- _ページ抜粋_:
---+---

人材・人財育成問題・課題シェア会 IN 中小倉庫研究会

4月16日に私が主催している
Facebookグループ「中小倉庫研究会」のメンバー同士で、
人材・人財育成の問題・課題をシェアするzoomミーティングを行いました。

参加人数は、私を含めて9人。

実績も経験も豊富な方々から、いろいろな意見をもらう事が出来ました。

お話をしていく中で、
人材・人財育成の問題や課題の中には、人材・人財育成を行う際は、
マネージメント職と現場職を一緒に考えない事と言うものがありました。

「マネージメント職と現場職を一緒に考えない」
という部分を考えた場合、警察が分かりやすいのではないかと思います。

現場の警察官と幹部になる警察官では、
身に付ける知識や求められるものが違ってきます。

日本は、昔から現場重視・現場主義を言われ、
現場から叩き上げで昇進をして、
管理職であるマネージメント職になっていきました。

ちょっと考えてみてください。
物流において、現場作業者と管理職に求められる
知識やスキル、役割りは違います。

なので、ここに大きな壁が立ち塞がる事となります。

現場で学んだことは、
管理職となり、マネージメントには、役に立たない事が多いと言う事。

とくに生産管理といった部分は、
製造計画に関わる事と思われがちですが、
倉庫現場の生産性を一定レベル以上に保つ為には、
生産管理に関与して、在庫をコントロールする必要があります。

製造部や営業部の要望ばかり聞き入れていては、
倉庫はキャパを超えて、倉庫内には、商品が溢れ、
現場の作業効率を低下させてしまいます。

もし、自社倉庫でなくて、
貸し倉庫に商品を保管していた場合は、
毎月の保管料が増えていくばかりです。

昔、働いた包装資材の製造メーカーでは、
営業の売り上げや製造効率ばかりを考え、
倉庫のキャパを考えて商品を山の様に作り、
貸し倉庫にどんどん入れている事がありました。

もちろん、自社倉庫もありましたが、パンク寸前でした。

ただ、小さい会社で営業部と製造部の力が強い事もあり、
倉庫の事は、まったく考えていないのが実情でした。

---+---

- _必要な作業_:
- A) 人材育成の記事の「実績も経験も豊富な方々から、いろいろな意見をもらう事が出来ました。」から「身に付ける知識や求められるものが違ってきます。」までの部分を、「現場職」を「作業職」に差し替えて書き直すこと。
- B) 人材育成の記事を、最後の文の後から書き継ぐこと。

- _提供データ_:
---+---

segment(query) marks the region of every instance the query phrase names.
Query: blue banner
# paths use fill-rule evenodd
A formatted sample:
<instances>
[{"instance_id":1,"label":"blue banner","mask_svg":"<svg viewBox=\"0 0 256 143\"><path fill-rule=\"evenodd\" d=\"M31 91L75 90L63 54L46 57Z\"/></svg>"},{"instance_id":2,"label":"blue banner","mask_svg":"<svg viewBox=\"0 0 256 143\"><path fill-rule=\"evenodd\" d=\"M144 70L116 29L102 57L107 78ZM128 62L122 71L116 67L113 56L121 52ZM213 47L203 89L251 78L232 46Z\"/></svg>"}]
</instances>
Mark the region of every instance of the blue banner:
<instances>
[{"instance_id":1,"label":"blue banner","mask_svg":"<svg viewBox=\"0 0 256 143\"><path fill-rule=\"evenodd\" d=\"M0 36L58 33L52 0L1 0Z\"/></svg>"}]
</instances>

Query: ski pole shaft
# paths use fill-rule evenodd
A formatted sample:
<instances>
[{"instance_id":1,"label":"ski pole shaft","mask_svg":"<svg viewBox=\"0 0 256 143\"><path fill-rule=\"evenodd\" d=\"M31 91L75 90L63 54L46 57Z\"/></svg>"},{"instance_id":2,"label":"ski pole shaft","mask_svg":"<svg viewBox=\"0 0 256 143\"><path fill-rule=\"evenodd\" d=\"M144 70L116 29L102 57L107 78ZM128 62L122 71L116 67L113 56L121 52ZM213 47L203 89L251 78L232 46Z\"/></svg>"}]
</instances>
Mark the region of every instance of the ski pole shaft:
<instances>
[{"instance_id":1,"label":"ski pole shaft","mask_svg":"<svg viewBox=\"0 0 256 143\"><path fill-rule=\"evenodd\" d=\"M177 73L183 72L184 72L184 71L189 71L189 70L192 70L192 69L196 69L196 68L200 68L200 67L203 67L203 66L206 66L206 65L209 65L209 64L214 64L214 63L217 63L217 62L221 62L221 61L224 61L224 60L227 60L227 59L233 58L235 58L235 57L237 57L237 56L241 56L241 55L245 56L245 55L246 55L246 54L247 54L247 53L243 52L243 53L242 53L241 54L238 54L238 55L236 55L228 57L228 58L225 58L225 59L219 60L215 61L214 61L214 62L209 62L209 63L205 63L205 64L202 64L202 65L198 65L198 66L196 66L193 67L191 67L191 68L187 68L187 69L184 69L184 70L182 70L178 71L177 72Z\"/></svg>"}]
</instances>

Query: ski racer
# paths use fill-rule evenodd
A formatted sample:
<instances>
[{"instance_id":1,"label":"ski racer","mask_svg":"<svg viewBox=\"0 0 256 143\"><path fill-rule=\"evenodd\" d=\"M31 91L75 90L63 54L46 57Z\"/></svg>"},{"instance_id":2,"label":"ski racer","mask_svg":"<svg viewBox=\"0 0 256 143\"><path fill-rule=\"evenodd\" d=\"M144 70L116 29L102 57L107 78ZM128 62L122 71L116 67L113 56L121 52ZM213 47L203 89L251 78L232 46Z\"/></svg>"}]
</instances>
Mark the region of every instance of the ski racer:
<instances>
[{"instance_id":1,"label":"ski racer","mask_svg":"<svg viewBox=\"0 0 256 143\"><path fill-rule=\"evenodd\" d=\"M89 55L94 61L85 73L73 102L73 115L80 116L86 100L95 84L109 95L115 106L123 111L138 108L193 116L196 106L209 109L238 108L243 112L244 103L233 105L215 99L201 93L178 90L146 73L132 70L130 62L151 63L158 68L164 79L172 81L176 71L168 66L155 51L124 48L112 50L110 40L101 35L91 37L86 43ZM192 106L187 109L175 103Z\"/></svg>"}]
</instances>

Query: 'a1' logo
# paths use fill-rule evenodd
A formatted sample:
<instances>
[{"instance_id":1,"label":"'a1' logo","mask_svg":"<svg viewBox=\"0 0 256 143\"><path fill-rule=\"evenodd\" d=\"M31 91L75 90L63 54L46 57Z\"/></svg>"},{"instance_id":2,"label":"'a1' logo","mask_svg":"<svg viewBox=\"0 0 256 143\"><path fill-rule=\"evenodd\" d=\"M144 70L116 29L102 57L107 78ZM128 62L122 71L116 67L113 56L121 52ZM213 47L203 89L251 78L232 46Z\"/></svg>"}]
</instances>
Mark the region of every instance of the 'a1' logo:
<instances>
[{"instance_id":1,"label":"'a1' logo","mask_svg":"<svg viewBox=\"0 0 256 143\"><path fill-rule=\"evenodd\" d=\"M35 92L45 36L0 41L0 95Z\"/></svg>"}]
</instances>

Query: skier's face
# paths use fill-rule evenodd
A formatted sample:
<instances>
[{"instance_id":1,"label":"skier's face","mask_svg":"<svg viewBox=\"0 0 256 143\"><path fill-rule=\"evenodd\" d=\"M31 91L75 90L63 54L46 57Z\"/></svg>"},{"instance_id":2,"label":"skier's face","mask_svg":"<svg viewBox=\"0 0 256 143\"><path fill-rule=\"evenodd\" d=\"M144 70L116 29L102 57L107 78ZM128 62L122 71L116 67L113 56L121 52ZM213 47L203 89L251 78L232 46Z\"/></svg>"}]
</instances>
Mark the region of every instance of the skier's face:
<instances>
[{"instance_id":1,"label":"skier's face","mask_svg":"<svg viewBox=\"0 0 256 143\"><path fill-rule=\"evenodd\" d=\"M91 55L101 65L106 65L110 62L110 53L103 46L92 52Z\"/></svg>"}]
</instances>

---+---

- _解答例_:
- A)
実績も経験も豊富な方々から、いろいろな意見をもらう事が出来ました。

お話をしていく中で、
人材・人財育成の問題や課題の中には、人材・人財育成を行う際は、
マネージメント職と作業職を一緒に考えない事と言うものがありました。

「マネージメント職と作業職を一緒に考えない」
という部分を考えた場合、警察が分かりやすいのではないかと思います。

現場の警察官と幹部になる警察官では、
身に付ける知識や求められるものが違ってきます。

- B)
もし、倉庫の課長にもっと発言権や権限があれば、
在庫コントロールを行い、最適在庫数を提案して、
保管料の削減も出来たのではないかと思います。

海外においては、
ジョブ型雇用が多く採用されている事もあり、
マネージメント職と現場職は、
きっちり分けられて採用されています。

マネージメント職と現場職は、行う業務内容が違い、
役割りも違うと言う事を考えれば当然のなのですが、
日本は、マネージメント職による採用であろうと、
まずは現場を知る事から始めます。

その結果、物流においては、新人は潰されたり、
現場においてやりがいを見つける事が出来なかったり、
やりたい事と違う、イメージと違うなどといった
理由で早期退職をしていったりします。

もちろん、
現場作業者として就職・転職をしてきたのであれば、
問題ないと思います。

なので、マネージメント職と現場職の人材・人財育成は、
分けて考える必要があります。

現状では、
マネージメント職に対しての人材・人財育成は行われていますが、
現場職に対しては、人材・人財育成は行われていないのが実情です。

では、現場職に対しては、人材・人財育成を行う必要はないのか?
と言う疑問になります。

マネージメント職が人間で言えば頭脳であり、現場職が手足となります。

優秀な頭脳を持っていて、
考え、指示した事を的確に出来る手足を持っていなくては意味がありません。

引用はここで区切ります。